━━ DATA IN THIS EXERCISE ━━
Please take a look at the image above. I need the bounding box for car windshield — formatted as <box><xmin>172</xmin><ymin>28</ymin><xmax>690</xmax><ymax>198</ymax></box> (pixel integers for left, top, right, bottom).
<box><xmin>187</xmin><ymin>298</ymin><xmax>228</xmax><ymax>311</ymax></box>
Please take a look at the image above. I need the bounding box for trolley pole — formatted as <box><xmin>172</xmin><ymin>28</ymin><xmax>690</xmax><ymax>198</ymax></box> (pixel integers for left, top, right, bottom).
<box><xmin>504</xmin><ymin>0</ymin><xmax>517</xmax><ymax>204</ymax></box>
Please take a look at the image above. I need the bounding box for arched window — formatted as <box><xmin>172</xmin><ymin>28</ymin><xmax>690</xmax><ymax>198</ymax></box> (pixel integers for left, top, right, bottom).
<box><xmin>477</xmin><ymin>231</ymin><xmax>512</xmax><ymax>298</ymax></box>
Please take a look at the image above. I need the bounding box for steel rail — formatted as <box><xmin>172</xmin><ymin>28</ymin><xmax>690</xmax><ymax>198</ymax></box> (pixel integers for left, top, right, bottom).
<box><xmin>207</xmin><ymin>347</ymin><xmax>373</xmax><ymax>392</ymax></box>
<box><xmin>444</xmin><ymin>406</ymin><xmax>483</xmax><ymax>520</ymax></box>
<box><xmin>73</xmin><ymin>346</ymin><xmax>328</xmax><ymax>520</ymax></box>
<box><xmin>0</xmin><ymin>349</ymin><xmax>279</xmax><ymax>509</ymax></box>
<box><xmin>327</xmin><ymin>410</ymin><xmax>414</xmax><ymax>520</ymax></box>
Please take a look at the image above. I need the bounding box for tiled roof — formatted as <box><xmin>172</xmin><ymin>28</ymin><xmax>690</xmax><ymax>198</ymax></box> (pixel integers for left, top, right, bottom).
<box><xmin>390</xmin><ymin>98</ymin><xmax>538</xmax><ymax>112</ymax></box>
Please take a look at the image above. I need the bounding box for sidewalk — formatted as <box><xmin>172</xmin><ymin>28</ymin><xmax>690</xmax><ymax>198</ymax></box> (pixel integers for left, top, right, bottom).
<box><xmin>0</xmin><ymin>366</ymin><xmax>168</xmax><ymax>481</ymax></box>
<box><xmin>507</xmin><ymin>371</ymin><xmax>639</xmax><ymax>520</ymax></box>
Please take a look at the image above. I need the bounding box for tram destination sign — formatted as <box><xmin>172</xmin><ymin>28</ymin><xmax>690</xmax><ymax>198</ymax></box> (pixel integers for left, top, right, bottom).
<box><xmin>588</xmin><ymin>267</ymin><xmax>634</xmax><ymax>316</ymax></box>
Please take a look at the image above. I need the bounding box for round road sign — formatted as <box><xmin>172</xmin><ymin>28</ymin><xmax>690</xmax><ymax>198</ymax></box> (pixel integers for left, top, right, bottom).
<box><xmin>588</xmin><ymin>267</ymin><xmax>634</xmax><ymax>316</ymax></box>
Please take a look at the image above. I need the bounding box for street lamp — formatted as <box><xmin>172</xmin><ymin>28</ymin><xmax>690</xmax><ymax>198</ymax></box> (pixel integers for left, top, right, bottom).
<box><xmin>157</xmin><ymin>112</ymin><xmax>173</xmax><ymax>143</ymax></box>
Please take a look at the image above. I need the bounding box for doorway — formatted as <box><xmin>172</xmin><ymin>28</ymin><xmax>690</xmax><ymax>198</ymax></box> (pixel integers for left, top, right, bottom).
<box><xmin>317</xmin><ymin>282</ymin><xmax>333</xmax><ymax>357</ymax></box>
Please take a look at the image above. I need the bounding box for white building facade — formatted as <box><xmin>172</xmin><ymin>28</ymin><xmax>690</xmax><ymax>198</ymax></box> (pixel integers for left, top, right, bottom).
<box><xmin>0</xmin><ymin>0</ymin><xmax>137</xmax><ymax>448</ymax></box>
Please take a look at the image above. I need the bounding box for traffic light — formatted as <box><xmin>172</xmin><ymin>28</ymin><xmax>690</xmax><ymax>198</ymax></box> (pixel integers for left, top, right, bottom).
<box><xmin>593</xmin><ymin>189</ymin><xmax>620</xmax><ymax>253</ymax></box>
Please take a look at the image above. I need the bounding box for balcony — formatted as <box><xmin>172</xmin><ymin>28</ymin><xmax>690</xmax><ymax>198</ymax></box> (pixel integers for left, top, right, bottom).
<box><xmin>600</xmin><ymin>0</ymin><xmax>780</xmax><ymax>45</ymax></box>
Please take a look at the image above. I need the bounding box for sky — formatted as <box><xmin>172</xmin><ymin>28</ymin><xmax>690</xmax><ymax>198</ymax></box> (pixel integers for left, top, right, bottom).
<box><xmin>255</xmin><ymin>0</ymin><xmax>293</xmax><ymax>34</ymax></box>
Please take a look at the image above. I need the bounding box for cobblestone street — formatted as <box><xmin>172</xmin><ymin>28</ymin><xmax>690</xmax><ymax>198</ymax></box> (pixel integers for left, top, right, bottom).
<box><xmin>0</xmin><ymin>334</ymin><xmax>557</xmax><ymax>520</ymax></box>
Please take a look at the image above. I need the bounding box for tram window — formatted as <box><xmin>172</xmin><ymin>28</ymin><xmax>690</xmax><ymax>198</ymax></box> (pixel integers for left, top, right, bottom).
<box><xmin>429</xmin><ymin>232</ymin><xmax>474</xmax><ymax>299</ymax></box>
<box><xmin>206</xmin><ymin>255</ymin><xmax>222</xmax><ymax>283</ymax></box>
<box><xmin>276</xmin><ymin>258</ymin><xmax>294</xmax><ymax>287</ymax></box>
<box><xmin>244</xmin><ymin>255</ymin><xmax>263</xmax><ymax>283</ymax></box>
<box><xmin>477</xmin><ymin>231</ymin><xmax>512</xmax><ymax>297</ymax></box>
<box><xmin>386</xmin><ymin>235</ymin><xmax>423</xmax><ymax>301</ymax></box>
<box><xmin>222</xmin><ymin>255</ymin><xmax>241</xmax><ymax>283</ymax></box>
━━━
# [WHAT TO WORK ON]
Copy all of the records above verbatim, line for line.

# [SOLUTION FOR THIS EXERCISE]
Please take a look at the image above. I need the bounding box for car windshield — formatted as <box><xmin>172</xmin><ymin>28</ymin><xmax>690</xmax><ymax>198</ymax></box> (pixel integers for left, top, right, bottom).
<box><xmin>187</xmin><ymin>298</ymin><xmax>228</xmax><ymax>311</ymax></box>
Please take a look at the image above. I need the bounding box for trolley pole — formatted as <box><xmin>172</xmin><ymin>28</ymin><xmax>690</xmax><ymax>198</ymax></box> (pixel integers for left, top, right, bottom).
<box><xmin>504</xmin><ymin>0</ymin><xmax>517</xmax><ymax>204</ymax></box>
Please take a look at the image above. I need the bounding box for arched window — formatted as <box><xmin>172</xmin><ymin>28</ymin><xmax>690</xmax><ymax>198</ymax></box> (pixel integers for left, top, right, bottom).
<box><xmin>477</xmin><ymin>231</ymin><xmax>512</xmax><ymax>298</ymax></box>
Please take a look at the image above. I need the bounding box for steel rail — formatted as <box><xmin>172</xmin><ymin>28</ymin><xmax>690</xmax><ymax>198</ymax></box> (pixel integers for left, top, right, bottom).
<box><xmin>207</xmin><ymin>347</ymin><xmax>373</xmax><ymax>392</ymax></box>
<box><xmin>444</xmin><ymin>406</ymin><xmax>483</xmax><ymax>520</ymax></box>
<box><xmin>73</xmin><ymin>346</ymin><xmax>328</xmax><ymax>520</ymax></box>
<box><xmin>0</xmin><ymin>349</ymin><xmax>279</xmax><ymax>509</ymax></box>
<box><xmin>327</xmin><ymin>410</ymin><xmax>414</xmax><ymax>520</ymax></box>
Please take a look at the image above. I need the bounding box for tiled roof — formatted as <box><xmin>172</xmin><ymin>28</ymin><xmax>690</xmax><ymax>198</ymax></box> (pixel integers for left, top, right, bottom).
<box><xmin>390</xmin><ymin>98</ymin><xmax>538</xmax><ymax>112</ymax></box>
Please take a look at the image above. I need the bounding box for sidewalk — formatted as <box><xmin>172</xmin><ymin>28</ymin><xmax>690</xmax><ymax>198</ymax></box> (pixel integers for left, top, right, bottom).
<box><xmin>0</xmin><ymin>366</ymin><xmax>168</xmax><ymax>481</ymax></box>
<box><xmin>507</xmin><ymin>371</ymin><xmax>639</xmax><ymax>520</ymax></box>
Please take a look at the image above. I need the bounding box for tram destination sign — formatted as <box><xmin>172</xmin><ymin>28</ymin><xmax>690</xmax><ymax>198</ymax></box> (pixel integers for left, top, right, bottom).
<box><xmin>588</xmin><ymin>267</ymin><xmax>634</xmax><ymax>316</ymax></box>
Please take a look at the image above. I need the bounding box for round road sign — formatted as <box><xmin>172</xmin><ymin>28</ymin><xmax>690</xmax><ymax>198</ymax></box> (pixel integers for left, top, right, bottom).
<box><xmin>588</xmin><ymin>267</ymin><xmax>634</xmax><ymax>316</ymax></box>
Please take a look at the image above. I need the bounding box for street lamp — formatted as <box><xmin>172</xmin><ymin>28</ymin><xmax>690</xmax><ymax>198</ymax></box> (pixel integers for left, top, right, bottom).
<box><xmin>157</xmin><ymin>112</ymin><xmax>173</xmax><ymax>143</ymax></box>
Please take a look at the image above. I need the bounding box for doorway — formatted as <box><xmin>172</xmin><ymin>28</ymin><xmax>690</xmax><ymax>198</ymax></box> (pixel integers for left, top, right, bottom).
<box><xmin>317</xmin><ymin>282</ymin><xmax>333</xmax><ymax>357</ymax></box>
Please take a look at the image above. I need the bounding box for white building facade — formatted as <box><xmin>172</xmin><ymin>28</ymin><xmax>690</xmax><ymax>198</ymax></box> (pixel integers for left, top, right, bottom).
<box><xmin>0</xmin><ymin>0</ymin><xmax>137</xmax><ymax>448</ymax></box>
Please take a look at the image above. I need the bounding box for traffic light — formatted as <box><xmin>172</xmin><ymin>28</ymin><xmax>690</xmax><ymax>198</ymax></box> (pixel integers for left, top, right, bottom).
<box><xmin>593</xmin><ymin>189</ymin><xmax>620</xmax><ymax>253</ymax></box>
Please take a look at the image above. I need the bounding box for balcony — formatted as <box><xmin>172</xmin><ymin>28</ymin><xmax>690</xmax><ymax>198</ymax></box> (pixel integers for left, top, right, bottom).
<box><xmin>600</xmin><ymin>0</ymin><xmax>780</xmax><ymax>45</ymax></box>
Please take a look at the image above. I need the bounding box for sky — formatted as <box><xmin>172</xmin><ymin>28</ymin><xmax>690</xmax><ymax>198</ymax></box> (pixel integers for left, top, right, bottom).
<box><xmin>255</xmin><ymin>0</ymin><xmax>293</xmax><ymax>34</ymax></box>
Please take a look at the image above. I need the bounding box for cobblestone street — formatted as <box><xmin>172</xmin><ymin>28</ymin><xmax>690</xmax><ymax>198</ymax></box> (pixel integers for left, top, right, bottom).
<box><xmin>0</xmin><ymin>334</ymin><xmax>557</xmax><ymax>520</ymax></box>
Please take a look at the image above. I need the bounding box for tram window — formatted as <box><xmin>172</xmin><ymin>28</ymin><xmax>690</xmax><ymax>198</ymax></box> (pixel integers for left, top, right, bottom).
<box><xmin>429</xmin><ymin>232</ymin><xmax>474</xmax><ymax>299</ymax></box>
<box><xmin>206</xmin><ymin>255</ymin><xmax>222</xmax><ymax>283</ymax></box>
<box><xmin>276</xmin><ymin>258</ymin><xmax>294</xmax><ymax>287</ymax></box>
<box><xmin>244</xmin><ymin>255</ymin><xmax>263</xmax><ymax>283</ymax></box>
<box><xmin>477</xmin><ymin>231</ymin><xmax>512</xmax><ymax>297</ymax></box>
<box><xmin>386</xmin><ymin>235</ymin><xmax>423</xmax><ymax>301</ymax></box>
<box><xmin>222</xmin><ymin>255</ymin><xmax>241</xmax><ymax>283</ymax></box>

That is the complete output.